Избранный отрывок =
....

Заседание закрыто, наконец, на исходе шестого часа. Над городом занимается серое и холодное осеннее утро. В постепенно светлеющих улицах блекнут горячие пятна костров. Посеревшие лица солдат и рабочих с винтовками сосредоточенны и необычны. Если в Петербурге были астрологи, они должны были наблюдать важные небесные знамения.

Столица просыпается под новой властью. Обыватели, чиновники, интеллигенты, оторванные от арены событий, набрасываются с утра на газеты, чтобы узнать, к какому берегу прибила их ночная волна. Но нелегко уяснить себе, что произошло. Правда, газеты сообщают о захвате заговорщиками Зимнего дворца и министров, но лишь как о мимолетном эпизоде. Керенский выехал в ставку, судьба власти будет решена фронтом. Отчеты о съезде воспроизводят только заявления правых, перечисляют ушедших и обличают бессилие оставшихся. Политические статьи, написанные до захвата Зимнего, дышат безоблачным оптимизмом.

....

Задание =
Замените «костров» на «огней» во фрагменте отрывка, начиная со слов «Заседание закрыто, наконец, на» и далее до слов «важные небесные знамения.», и приведите этот фрагмент целиком. Опирайтесь только на этот отрывок.

....

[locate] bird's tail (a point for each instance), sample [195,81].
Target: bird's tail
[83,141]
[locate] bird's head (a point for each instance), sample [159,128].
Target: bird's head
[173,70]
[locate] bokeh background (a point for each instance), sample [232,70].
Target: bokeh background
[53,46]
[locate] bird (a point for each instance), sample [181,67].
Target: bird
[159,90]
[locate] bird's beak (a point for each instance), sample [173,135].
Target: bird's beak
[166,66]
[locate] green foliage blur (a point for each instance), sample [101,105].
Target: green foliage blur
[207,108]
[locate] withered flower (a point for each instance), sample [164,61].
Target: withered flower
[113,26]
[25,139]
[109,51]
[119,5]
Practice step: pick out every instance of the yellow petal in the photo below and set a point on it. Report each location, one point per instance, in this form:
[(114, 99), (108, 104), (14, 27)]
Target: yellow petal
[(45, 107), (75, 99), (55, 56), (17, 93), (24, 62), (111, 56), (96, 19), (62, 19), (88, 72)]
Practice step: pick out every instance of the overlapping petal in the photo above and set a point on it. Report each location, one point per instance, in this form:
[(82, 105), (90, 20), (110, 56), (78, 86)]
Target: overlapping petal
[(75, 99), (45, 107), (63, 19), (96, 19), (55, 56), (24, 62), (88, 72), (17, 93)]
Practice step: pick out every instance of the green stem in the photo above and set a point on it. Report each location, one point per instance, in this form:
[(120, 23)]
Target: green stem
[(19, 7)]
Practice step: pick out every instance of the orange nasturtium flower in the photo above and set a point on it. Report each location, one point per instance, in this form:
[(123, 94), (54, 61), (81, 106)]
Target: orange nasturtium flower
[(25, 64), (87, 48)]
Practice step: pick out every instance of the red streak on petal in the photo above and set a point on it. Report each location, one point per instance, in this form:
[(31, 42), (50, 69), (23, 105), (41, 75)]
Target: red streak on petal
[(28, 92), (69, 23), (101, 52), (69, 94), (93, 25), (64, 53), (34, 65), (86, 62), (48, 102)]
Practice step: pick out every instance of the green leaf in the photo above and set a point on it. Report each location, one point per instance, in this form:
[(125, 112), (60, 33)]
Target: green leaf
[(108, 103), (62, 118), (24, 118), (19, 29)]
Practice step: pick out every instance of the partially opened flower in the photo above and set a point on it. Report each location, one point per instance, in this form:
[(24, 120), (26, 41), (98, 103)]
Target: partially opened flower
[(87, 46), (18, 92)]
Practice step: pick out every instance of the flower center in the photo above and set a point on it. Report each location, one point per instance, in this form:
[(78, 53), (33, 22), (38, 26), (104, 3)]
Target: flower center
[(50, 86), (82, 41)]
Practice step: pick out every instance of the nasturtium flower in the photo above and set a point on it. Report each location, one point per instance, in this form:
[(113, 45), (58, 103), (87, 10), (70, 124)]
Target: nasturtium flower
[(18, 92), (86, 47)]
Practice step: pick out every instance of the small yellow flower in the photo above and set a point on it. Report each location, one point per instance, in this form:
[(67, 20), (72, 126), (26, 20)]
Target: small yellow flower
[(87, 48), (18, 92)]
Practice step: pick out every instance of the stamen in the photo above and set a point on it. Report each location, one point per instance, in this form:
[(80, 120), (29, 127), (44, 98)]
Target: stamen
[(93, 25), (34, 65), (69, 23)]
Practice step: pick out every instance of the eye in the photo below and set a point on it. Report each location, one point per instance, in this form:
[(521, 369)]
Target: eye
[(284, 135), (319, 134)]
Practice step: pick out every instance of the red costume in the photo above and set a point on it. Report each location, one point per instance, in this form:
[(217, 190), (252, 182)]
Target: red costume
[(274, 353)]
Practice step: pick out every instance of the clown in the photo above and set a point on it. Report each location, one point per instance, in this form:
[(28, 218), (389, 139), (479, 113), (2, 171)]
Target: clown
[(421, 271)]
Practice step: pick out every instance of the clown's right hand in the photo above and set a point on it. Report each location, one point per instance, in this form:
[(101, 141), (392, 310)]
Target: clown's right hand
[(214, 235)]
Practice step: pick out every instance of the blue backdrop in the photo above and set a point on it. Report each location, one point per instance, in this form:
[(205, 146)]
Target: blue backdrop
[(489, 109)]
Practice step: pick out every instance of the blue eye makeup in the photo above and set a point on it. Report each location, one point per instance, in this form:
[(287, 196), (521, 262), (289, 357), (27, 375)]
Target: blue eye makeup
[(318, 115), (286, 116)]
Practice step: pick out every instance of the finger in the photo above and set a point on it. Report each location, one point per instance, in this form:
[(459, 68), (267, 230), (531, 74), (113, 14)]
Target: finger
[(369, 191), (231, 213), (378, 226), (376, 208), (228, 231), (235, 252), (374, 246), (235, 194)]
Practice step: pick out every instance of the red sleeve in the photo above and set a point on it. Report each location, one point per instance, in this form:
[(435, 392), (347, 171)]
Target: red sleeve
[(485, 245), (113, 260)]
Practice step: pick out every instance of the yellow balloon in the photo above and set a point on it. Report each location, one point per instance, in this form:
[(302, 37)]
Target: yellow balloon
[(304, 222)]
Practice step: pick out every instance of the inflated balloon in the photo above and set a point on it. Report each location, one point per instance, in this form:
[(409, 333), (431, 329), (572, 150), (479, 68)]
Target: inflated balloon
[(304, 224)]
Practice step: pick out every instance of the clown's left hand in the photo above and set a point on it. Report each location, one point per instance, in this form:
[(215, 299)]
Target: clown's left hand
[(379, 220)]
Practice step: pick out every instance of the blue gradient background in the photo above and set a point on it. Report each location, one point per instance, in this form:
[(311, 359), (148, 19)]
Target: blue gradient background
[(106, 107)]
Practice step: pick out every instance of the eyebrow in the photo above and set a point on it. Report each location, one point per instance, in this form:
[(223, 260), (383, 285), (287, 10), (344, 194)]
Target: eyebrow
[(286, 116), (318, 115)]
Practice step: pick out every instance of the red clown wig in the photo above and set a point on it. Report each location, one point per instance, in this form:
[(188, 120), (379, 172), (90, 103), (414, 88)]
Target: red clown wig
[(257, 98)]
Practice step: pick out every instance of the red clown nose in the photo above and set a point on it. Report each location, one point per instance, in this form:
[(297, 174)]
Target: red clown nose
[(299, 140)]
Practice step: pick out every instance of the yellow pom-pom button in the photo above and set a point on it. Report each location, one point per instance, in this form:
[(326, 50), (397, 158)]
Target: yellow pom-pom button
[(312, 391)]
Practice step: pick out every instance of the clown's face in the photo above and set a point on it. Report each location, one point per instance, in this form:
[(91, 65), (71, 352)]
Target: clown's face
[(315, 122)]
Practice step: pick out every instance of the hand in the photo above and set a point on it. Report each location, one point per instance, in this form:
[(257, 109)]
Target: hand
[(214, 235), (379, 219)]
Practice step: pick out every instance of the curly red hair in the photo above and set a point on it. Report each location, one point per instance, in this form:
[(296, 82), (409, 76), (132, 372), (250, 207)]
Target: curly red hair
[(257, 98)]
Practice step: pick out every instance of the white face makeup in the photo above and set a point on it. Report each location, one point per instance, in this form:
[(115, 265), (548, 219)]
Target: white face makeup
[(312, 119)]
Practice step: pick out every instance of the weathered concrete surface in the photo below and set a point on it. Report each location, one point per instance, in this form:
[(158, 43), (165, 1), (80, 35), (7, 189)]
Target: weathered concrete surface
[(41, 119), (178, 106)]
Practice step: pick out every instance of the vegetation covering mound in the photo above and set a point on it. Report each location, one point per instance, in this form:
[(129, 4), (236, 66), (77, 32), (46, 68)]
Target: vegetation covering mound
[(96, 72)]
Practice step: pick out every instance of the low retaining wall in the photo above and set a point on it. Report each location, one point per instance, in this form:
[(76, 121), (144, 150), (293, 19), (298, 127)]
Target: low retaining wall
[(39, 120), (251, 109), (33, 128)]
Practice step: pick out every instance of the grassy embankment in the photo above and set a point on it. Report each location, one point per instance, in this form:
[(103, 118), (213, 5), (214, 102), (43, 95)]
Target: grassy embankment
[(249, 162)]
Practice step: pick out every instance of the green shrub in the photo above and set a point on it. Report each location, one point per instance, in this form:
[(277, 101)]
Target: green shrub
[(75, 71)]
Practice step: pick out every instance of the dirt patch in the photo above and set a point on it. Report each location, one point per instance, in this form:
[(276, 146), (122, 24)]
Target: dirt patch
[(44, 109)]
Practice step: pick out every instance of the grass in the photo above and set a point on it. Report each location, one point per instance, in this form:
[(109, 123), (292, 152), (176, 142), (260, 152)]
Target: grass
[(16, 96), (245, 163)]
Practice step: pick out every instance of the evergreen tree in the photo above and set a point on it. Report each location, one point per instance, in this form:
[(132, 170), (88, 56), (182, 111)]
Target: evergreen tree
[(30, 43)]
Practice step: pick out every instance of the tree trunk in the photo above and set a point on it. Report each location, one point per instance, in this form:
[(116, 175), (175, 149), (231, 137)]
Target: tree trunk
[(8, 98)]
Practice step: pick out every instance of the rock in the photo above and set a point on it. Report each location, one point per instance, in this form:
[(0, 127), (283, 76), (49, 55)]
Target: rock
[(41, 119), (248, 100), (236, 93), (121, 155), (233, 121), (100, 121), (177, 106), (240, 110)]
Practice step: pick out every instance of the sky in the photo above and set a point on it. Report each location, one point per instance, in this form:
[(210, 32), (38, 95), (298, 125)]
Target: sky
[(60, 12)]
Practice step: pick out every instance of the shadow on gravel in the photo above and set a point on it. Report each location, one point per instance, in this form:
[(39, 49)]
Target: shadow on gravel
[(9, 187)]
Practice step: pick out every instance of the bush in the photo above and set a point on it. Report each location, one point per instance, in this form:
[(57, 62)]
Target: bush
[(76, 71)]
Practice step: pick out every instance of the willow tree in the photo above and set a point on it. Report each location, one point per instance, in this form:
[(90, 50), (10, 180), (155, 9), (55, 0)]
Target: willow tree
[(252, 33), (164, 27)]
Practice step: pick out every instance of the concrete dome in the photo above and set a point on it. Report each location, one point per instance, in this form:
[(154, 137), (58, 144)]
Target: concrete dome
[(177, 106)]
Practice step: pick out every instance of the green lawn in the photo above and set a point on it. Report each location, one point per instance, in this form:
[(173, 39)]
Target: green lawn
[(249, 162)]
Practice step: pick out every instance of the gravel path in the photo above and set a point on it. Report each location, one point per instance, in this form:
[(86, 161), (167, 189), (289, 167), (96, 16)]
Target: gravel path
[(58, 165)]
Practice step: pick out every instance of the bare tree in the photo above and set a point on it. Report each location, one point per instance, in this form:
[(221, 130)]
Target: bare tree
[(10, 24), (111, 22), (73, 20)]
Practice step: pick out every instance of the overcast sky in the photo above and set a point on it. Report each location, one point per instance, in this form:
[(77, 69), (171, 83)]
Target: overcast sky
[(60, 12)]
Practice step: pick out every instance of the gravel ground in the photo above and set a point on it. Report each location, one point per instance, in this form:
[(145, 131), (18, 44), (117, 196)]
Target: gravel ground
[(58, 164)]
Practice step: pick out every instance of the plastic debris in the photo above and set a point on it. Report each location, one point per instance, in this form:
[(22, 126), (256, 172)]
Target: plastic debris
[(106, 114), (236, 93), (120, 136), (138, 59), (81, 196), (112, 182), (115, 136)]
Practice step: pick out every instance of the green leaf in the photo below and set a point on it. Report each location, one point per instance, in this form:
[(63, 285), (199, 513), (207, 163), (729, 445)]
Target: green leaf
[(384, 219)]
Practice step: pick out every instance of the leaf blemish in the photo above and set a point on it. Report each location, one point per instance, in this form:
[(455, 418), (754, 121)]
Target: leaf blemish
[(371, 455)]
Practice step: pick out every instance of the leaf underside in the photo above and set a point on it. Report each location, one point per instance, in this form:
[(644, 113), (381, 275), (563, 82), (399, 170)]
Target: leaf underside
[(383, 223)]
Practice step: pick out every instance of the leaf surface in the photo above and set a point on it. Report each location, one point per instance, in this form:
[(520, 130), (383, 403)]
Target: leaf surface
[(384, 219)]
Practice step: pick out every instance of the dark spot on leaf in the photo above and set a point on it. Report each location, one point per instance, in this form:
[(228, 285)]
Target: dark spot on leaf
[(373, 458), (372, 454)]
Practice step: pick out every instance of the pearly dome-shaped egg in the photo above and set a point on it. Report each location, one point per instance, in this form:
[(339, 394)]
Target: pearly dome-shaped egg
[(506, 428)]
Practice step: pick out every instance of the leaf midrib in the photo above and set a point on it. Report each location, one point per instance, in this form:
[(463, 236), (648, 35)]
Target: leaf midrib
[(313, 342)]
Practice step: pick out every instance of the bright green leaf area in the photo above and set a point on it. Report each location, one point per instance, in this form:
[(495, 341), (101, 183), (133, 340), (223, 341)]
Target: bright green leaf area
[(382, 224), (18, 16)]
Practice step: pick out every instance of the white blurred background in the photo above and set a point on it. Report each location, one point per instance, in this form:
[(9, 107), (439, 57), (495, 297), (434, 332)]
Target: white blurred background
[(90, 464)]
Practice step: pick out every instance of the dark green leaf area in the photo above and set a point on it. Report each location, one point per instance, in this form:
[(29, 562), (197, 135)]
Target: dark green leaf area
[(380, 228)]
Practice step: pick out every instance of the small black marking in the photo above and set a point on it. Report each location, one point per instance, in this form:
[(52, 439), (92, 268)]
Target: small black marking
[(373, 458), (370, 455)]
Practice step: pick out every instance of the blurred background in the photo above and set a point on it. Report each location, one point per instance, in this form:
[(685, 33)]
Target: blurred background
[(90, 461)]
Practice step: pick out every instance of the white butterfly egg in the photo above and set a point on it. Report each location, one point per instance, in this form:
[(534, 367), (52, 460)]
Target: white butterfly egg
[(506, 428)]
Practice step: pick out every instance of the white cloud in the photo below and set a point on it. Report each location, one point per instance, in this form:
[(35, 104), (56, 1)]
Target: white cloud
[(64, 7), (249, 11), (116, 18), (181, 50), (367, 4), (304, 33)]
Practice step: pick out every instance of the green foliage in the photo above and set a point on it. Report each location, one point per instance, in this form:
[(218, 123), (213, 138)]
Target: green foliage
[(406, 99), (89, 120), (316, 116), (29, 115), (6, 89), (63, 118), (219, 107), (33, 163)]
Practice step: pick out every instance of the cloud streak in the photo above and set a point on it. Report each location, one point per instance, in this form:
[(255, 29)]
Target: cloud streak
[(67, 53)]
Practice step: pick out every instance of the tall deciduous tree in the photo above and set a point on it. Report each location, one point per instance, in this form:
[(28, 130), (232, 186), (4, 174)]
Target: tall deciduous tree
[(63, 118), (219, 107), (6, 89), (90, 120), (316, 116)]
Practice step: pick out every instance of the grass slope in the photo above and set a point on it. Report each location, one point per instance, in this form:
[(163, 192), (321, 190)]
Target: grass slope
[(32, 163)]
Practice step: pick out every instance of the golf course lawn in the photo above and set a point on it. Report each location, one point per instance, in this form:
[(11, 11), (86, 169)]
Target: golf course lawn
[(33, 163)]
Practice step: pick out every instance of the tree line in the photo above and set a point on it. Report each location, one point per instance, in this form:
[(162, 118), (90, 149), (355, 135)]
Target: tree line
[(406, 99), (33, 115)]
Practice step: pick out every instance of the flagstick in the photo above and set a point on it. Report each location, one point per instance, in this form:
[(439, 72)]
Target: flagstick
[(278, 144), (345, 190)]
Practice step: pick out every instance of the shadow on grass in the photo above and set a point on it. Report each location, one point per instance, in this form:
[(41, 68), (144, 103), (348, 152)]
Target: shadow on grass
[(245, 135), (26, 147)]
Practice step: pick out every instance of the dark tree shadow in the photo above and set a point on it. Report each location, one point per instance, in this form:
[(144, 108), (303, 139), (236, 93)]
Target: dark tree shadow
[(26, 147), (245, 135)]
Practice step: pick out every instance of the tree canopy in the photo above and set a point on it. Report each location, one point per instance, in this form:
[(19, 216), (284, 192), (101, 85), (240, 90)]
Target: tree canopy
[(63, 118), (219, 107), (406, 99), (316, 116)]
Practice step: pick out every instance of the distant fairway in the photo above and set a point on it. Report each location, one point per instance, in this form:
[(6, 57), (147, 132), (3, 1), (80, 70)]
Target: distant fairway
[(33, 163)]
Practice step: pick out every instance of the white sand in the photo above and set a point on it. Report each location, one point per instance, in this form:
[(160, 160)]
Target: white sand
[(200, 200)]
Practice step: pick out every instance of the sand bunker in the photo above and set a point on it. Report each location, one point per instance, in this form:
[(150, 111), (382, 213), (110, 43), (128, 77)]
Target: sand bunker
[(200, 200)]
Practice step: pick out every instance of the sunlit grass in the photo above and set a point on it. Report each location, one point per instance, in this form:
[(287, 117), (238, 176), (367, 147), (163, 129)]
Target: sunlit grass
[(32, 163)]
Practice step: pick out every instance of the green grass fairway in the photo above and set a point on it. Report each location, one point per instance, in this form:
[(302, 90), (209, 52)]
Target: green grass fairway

....

Образец ответа =
Заседание закрыто, наконец, на исходе шестого часа. Над городом занимается серое и холодное осеннее утро. В постепенно светлеющих улицах блекнут горячие пятна огней. Посеревшие лица солдат и рабочих с винтовками сосредоточенны и необычны. Если в Петербурге были астрологи, они должны были наблюдать важные небесные знамения.